=== Input data ===
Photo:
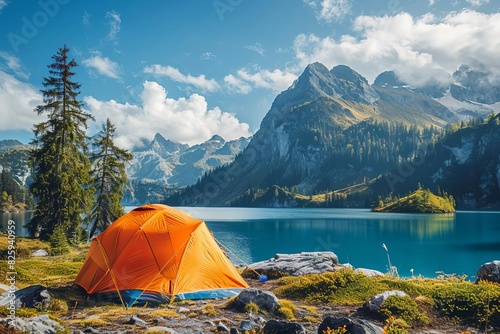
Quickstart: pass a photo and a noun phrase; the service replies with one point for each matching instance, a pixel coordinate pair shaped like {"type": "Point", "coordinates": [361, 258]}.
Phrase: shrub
{"type": "Point", "coordinates": [404, 308]}
{"type": "Point", "coordinates": [286, 309]}
{"type": "Point", "coordinates": [395, 326]}
{"type": "Point", "coordinates": [340, 330]}
{"type": "Point", "coordinates": [58, 242]}
{"type": "Point", "coordinates": [252, 308]}
{"type": "Point", "coordinates": [339, 287]}
{"type": "Point", "coordinates": [475, 304]}
{"type": "Point", "coordinates": [57, 305]}
{"type": "Point", "coordinates": [209, 309]}
{"type": "Point", "coordinates": [94, 322]}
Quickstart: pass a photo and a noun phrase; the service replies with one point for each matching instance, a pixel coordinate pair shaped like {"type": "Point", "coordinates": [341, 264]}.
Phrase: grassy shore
{"type": "Point", "coordinates": [451, 305]}
{"type": "Point", "coordinates": [420, 201]}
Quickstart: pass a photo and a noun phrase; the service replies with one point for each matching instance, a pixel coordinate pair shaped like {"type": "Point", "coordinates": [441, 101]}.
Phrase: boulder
{"type": "Point", "coordinates": [248, 325]}
{"type": "Point", "coordinates": [162, 329]}
{"type": "Point", "coordinates": [38, 324]}
{"type": "Point", "coordinates": [135, 320]}
{"type": "Point", "coordinates": [283, 327]}
{"type": "Point", "coordinates": [222, 328]}
{"type": "Point", "coordinates": [369, 272]}
{"type": "Point", "coordinates": [489, 271]}
{"type": "Point", "coordinates": [298, 264]}
{"type": "Point", "coordinates": [352, 325]}
{"type": "Point", "coordinates": [31, 296]}
{"type": "Point", "coordinates": [375, 303]}
{"type": "Point", "coordinates": [265, 300]}
{"type": "Point", "coordinates": [40, 252]}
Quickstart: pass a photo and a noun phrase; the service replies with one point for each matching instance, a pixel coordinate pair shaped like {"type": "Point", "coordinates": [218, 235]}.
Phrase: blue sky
{"type": "Point", "coordinates": [191, 69]}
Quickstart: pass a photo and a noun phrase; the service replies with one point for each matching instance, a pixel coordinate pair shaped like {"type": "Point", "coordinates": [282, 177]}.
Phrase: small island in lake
{"type": "Point", "coordinates": [420, 201]}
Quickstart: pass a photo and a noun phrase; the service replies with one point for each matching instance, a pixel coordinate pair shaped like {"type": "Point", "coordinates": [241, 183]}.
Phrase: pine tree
{"type": "Point", "coordinates": [60, 166]}
{"type": "Point", "coordinates": [108, 179]}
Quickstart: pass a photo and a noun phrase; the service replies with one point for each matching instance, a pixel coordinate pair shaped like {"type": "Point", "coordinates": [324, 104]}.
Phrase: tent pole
{"type": "Point", "coordinates": [159, 271]}
{"type": "Point", "coordinates": [111, 273]}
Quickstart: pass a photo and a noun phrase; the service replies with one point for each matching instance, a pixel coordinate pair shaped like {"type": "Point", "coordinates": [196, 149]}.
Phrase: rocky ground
{"type": "Point", "coordinates": [209, 316]}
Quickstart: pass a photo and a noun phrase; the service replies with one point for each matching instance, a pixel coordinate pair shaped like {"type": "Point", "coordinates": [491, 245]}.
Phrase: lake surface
{"type": "Point", "coordinates": [458, 243]}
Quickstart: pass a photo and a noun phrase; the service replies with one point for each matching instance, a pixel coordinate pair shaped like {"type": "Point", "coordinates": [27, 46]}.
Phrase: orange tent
{"type": "Point", "coordinates": [156, 251]}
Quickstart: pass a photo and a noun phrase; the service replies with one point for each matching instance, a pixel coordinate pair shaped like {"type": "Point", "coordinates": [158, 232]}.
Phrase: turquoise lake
{"type": "Point", "coordinates": [451, 243]}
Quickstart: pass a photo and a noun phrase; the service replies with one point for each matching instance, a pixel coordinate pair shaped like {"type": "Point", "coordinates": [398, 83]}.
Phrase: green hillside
{"type": "Point", "coordinates": [420, 201]}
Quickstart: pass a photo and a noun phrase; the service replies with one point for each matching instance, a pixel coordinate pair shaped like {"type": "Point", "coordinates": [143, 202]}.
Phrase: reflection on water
{"type": "Point", "coordinates": [21, 218]}
{"type": "Point", "coordinates": [458, 243]}
{"type": "Point", "coordinates": [421, 226]}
===
Retype every entry verbatim and exclude the pictures from the copy.

Photo:
Quickstart: pass a photo and a noun phrase; the service replies with one point for each matching instance, a pixel coordinate pair shaped like {"type": "Point", "coordinates": [361, 258]}.
Phrase: shrub
{"type": "Point", "coordinates": [404, 308]}
{"type": "Point", "coordinates": [286, 309]}
{"type": "Point", "coordinates": [395, 326]}
{"type": "Point", "coordinates": [340, 330]}
{"type": "Point", "coordinates": [58, 242]}
{"type": "Point", "coordinates": [252, 308]}
{"type": "Point", "coordinates": [339, 287]}
{"type": "Point", "coordinates": [475, 304]}
{"type": "Point", "coordinates": [57, 305]}
{"type": "Point", "coordinates": [209, 309]}
{"type": "Point", "coordinates": [94, 322]}
Quickstart: pass a photo and a noun phrase; the service replies with one point for each matching instance, a pixel coordinate pair shaped like {"type": "Point", "coordinates": [341, 264]}.
Phrase: grassy shore
{"type": "Point", "coordinates": [451, 305]}
{"type": "Point", "coordinates": [420, 201]}
Quickstart: pass a photo and a noun phrase; the service replies with one point for each matching instance, a pixel coordinate pair shaped like {"type": "Point", "coordinates": [441, 101]}.
Phrase: boulder
{"type": "Point", "coordinates": [248, 325]}
{"type": "Point", "coordinates": [162, 329]}
{"type": "Point", "coordinates": [38, 324]}
{"type": "Point", "coordinates": [135, 320]}
{"type": "Point", "coordinates": [283, 327]}
{"type": "Point", "coordinates": [222, 328]}
{"type": "Point", "coordinates": [369, 272]}
{"type": "Point", "coordinates": [489, 271]}
{"type": "Point", "coordinates": [298, 264]}
{"type": "Point", "coordinates": [352, 325]}
{"type": "Point", "coordinates": [31, 296]}
{"type": "Point", "coordinates": [375, 303]}
{"type": "Point", "coordinates": [265, 300]}
{"type": "Point", "coordinates": [40, 252]}
Quickstart: pass a photo and a noun phrase; the service replies with one point for each matching instance, a pixel coordinate pair shaped like {"type": "Point", "coordinates": [218, 235]}.
Phrase: blue sky
{"type": "Point", "coordinates": [191, 69]}
Quickstart: pass a photo and a noun phrase; the service replies with one point for each matching instance, a pixel coordinate pair shaped like {"type": "Point", "coordinates": [282, 177]}.
Phrase: small island in lake
{"type": "Point", "coordinates": [420, 201]}
Quickstart: pass a photo and a noun phrase; the service replies with one point for each matching instance, a pixel coordinate pair shaped like {"type": "Point", "coordinates": [241, 183]}.
Phrase: pine tree
{"type": "Point", "coordinates": [60, 166]}
{"type": "Point", "coordinates": [108, 179]}
Quickstart: pass a photo and a noun phrase; the service replies with one point for each matching instance, a pixel coordinate pair shaped like {"type": "Point", "coordinates": [324, 104]}.
Phrase: tent pole
{"type": "Point", "coordinates": [159, 271]}
{"type": "Point", "coordinates": [111, 273]}
Quickstart: pass a photo and a noun phrase; the service replies with one point for each matching instance, a pixel coordinate pair shaped like {"type": "Point", "coordinates": [196, 149]}.
Phrase: rocky ground
{"type": "Point", "coordinates": [209, 316]}
Quickstart: pass a photo and a noun phrase; the service replies with one point for each matching instance, a pixel coordinate pair shaped like {"type": "Point", "coordinates": [491, 245]}.
Phrase: lake surface
{"type": "Point", "coordinates": [458, 243]}
Quickstart: pass a photo and a noun phrase; the service replies with one point for each matching instance, a pixel coordinate pair shaped like {"type": "Point", "coordinates": [27, 46]}.
Phrase: orange tent
{"type": "Point", "coordinates": [156, 251]}
Quickstart: pass a photo and a noun phrase; the service replies with one point for each matching instance, a pixel coordinate pair shaped like {"type": "Point", "coordinates": [158, 232]}.
Phrase: turquoise lake
{"type": "Point", "coordinates": [451, 243]}
Quickstart: pass a photo and a noun phrase; the service replies with one point for each matching instance, a pixel coordinate pair shaped like {"type": "Point", "coordinates": [398, 83]}.
Phrase: green hillside
{"type": "Point", "coordinates": [420, 201]}
Quickstart: pass a photo and a noun phrase; the service replies with one point for each matching instance, a pixel coordinate pair shaped like {"type": "Point", "coordinates": [143, 202]}.
Phrase: reflection on water
{"type": "Point", "coordinates": [21, 218]}
{"type": "Point", "coordinates": [458, 243]}
{"type": "Point", "coordinates": [421, 226]}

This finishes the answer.